What the task asks = Without the pictures, return each record as it appears.

[Start Data provided]

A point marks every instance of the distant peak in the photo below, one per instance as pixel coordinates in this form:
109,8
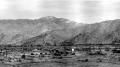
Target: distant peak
48,17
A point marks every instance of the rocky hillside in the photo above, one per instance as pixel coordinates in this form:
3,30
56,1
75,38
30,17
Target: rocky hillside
106,32
20,30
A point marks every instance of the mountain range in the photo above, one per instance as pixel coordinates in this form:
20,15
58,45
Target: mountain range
52,31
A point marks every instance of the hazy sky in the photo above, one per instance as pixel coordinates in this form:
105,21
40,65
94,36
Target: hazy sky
87,11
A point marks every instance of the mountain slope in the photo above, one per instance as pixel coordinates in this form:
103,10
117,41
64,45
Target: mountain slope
106,32
15,31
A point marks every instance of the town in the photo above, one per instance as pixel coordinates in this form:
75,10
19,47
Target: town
13,55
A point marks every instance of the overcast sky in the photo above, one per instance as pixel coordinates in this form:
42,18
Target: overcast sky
87,11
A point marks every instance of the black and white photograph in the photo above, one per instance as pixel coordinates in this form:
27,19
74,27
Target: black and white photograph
59,33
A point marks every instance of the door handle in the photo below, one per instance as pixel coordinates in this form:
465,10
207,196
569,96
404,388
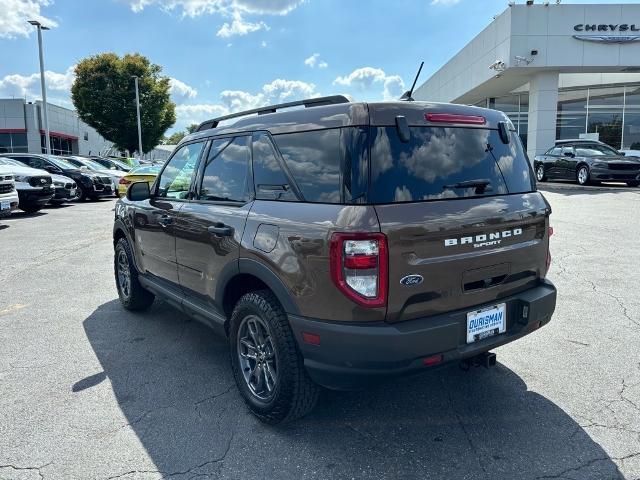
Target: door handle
165,221
221,230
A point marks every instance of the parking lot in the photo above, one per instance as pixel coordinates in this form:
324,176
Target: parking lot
92,391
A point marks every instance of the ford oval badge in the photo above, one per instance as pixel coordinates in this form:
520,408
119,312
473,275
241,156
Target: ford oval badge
411,280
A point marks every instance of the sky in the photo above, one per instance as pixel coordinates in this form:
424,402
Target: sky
229,55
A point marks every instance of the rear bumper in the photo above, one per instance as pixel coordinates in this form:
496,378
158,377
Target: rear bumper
351,356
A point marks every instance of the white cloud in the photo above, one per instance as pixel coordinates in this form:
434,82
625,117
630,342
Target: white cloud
277,91
28,86
15,13
364,78
314,60
239,27
230,9
180,91
311,61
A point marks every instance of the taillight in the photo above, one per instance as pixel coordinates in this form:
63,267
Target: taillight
359,267
454,118
550,230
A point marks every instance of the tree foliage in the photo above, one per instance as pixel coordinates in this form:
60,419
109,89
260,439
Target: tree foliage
104,95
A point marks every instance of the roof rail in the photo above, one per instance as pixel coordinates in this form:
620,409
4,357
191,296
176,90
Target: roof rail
309,102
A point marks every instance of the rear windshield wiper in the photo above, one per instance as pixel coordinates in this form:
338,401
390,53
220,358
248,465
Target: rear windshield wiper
480,185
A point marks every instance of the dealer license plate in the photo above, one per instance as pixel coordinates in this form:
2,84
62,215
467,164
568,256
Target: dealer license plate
486,322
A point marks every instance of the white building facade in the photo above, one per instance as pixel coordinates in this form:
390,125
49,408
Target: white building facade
22,130
558,71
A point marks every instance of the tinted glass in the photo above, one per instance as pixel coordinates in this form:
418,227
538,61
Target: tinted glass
594,150
437,160
226,173
313,159
270,181
178,173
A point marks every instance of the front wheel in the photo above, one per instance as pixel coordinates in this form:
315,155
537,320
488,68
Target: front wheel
267,365
132,295
583,175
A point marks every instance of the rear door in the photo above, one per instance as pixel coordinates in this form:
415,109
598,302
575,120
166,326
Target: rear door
155,218
209,228
454,244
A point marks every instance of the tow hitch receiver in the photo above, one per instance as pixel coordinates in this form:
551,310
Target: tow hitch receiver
485,359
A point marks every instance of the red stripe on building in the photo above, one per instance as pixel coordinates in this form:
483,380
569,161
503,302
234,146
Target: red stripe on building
60,135
13,130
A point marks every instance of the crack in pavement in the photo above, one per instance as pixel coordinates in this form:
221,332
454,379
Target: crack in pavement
38,469
165,474
588,464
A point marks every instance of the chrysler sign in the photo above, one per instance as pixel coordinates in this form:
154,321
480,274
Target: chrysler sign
608,27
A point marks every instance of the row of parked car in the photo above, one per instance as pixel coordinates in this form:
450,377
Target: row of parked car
30,181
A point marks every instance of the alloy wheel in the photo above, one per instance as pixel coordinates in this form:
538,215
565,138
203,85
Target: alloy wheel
124,273
257,357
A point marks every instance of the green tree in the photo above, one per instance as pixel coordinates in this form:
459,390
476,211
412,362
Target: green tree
105,98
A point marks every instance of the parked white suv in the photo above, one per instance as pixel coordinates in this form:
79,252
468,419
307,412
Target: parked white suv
8,194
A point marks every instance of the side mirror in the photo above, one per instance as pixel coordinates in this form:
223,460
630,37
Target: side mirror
138,191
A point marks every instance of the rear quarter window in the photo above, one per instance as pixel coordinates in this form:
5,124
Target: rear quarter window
314,159
436,159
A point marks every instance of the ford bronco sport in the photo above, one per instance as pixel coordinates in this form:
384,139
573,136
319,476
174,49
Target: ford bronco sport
342,243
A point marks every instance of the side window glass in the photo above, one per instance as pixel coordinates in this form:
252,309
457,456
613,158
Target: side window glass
226,172
270,181
175,180
314,160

[End Data provided]

Exercise answer =
A point marks every instance of the distant peak in the photo below, one per instance as pixel coordinates in this form:
109,8
Target: distant peak
48,17
A point marks every instance of the rocky hillside in the photo above, one per instance as pixel coordinates in this form:
3,30
56,1
75,38
30,17
Target: rocky hillside
106,32
20,30
A point marks every instance of the mountain range in the photo above, one per instance as pixel coordinates in this form:
20,15
58,45
Target: mountain range
52,31
A point marks every instance of the hazy sky in the photo above, one per instance as pixel coordinates in this form:
105,21
40,65
94,36
Target: hazy sky
87,11
A point marks every instance of the mountain slope in the photo above, one per instance as pixel coordinates in this form:
103,10
117,41
64,45
Target: mountain slope
106,32
15,31
A point marks every instance of the town in the photo above, one per instance as pixel coordinates in this form:
75,10
19,47
Target: town
13,55
A point marks every instance of the overcast sky in the photo above, one per instance as pixel coordinates in this form:
42,18
Target: overcast sky
87,11
A point marks every instance of the black and white photograph in the photo above, one per instance as pixel coordinates in this form:
27,19
74,27
Target: black and white photograph
59,33
A point marks every instance of the door handle in the photo below, one per instance as pixel coordinates in this form:
465,10
207,196
569,96
404,388
Target: door handle
165,221
221,230
A point marks every instance of the parking lot in the photo above, one per instance as pixel coordinates in this form:
324,176
Target: parking lot
92,391
A point marks every instance of the ford oval badge in the photo above, one per instance as pixel coordinates in this form:
520,408
119,312
473,275
241,156
Target: ford oval badge
411,280
A point marks every instance of the sky in the photo above, one per instance as pixel coordinates in this form:
424,402
Target: sky
229,55
A point marks every instance of the rear bumper in the photo above, one per instance as pixel coordinates in this form:
496,378
158,377
Target: rear bumper
351,356
A point marks every instance of the white cloud in the photo above, one per instance as pixel coordinates in this form:
434,82
625,117
630,342
Target: white cloud
277,91
28,86
15,13
364,78
314,60
239,27
230,9
180,91
311,61
A point marks every instance of the taillight in the photo above, one per instance as pixel coordinates in this form:
63,267
Target: taillight
359,267
454,118
550,230
A point marks every instance of the tree foliage in the photo above, one per instance as pixel coordinates in this form:
60,419
109,89
260,439
Target: tree foliage
104,95
A point marks every instance of the roof rail in the photo above, one per instance as pixel coordinates in this form:
620,409
4,357
191,296
176,90
Target: roof rail
309,102
A point marks every instance of the rear windshield wiper in the photo above, one per instance as pixel coordinates in this form:
338,401
390,53
220,358
248,465
Target: rear windshield wiper
480,185
A point marks every instance of the dealer license plate in the photo above, one per instance as pixel coordinates in this form:
2,84
62,215
467,164
568,256
Target: dealer license plate
486,322
A point marks every instance of the white building facade in the photo above, one per instance as pixel coordinates in this form:
390,125
49,408
Target: white building facade
22,130
558,71
A point marks every instance of the tinted glass in the photo above, one per instance as pixel coordinates in this form:
418,227
538,61
Target: tinted glass
594,150
437,160
226,173
313,159
270,181
178,173
A point marks every instance of the front wheel in the photo above, one per instance as pixel coordinates in this form:
315,155
537,320
488,68
Target: front wheel
267,365
132,295
583,175
A point marks every instance of the rear door in the photo above, one per instance as pixel coordinates in this form:
415,109
598,302
575,120
166,326
Target: rear door
155,218
209,228
454,244
A point marks every instance of the tow hitch receiver in the photo above, one per instance as pixel coordinates in this form:
551,310
Target: tow hitch receiver
485,359
A point marks every instance of the red stripe on building in the photo above, one per instance as pixel coordinates in this form:
483,380
569,161
503,302
234,146
Target: red stripe on building
60,135
13,130
A point marks every instance of the crack in pavement in the photo above, one per instance as pixel coordinates in this form:
221,332
454,379
Target: crack in pavement
38,469
165,474
588,464
A point marks every instance of the chrysler sign in the photo above, one per instance as pixel coordinates in this form:
154,321
480,274
Target: chrysler sign
608,27
A point marks every instance of the row of parked car in the photo above, one per instance as pixel coordinates in this form:
450,377
Target: row of parked car
30,181
A point marks every instance of the alloy wheel in the photo above, one per instance as pixel coordinates in this form:
538,215
565,138
203,85
Target: alloy wheel
124,273
257,357
A point marks every instance of the green tree in the photo above, one per instance as pixel coordinates in this form:
459,390
476,211
412,362
Target: green tree
105,98
A point marks every instance of the parked white suv in the photo above, one per instance as pixel coordinates in this form:
79,252
468,419
307,412
Target: parked white suv
8,194
A point marks every instance of the side mirror in the photo above, one per instance as pixel coordinates in this form:
223,460
630,37
Target: side mirror
138,191
A point marks every instance of the rear quarter window in the photo above, one per instance as pixel coordinates in this form:
5,124
Target: rear quarter window
314,159
436,159
A point marks every instance of the ford bronco sport in the photo above, one per instance as pixel coordinates in this form:
384,139
573,136
319,476
174,49
Target: ford bronco sport
342,243
A point marks every instance of the side window glass in the photo above, one per instance as pixel coordinates in this form:
252,309
457,456
613,158
Target: side window glass
226,172
270,181
175,180
314,160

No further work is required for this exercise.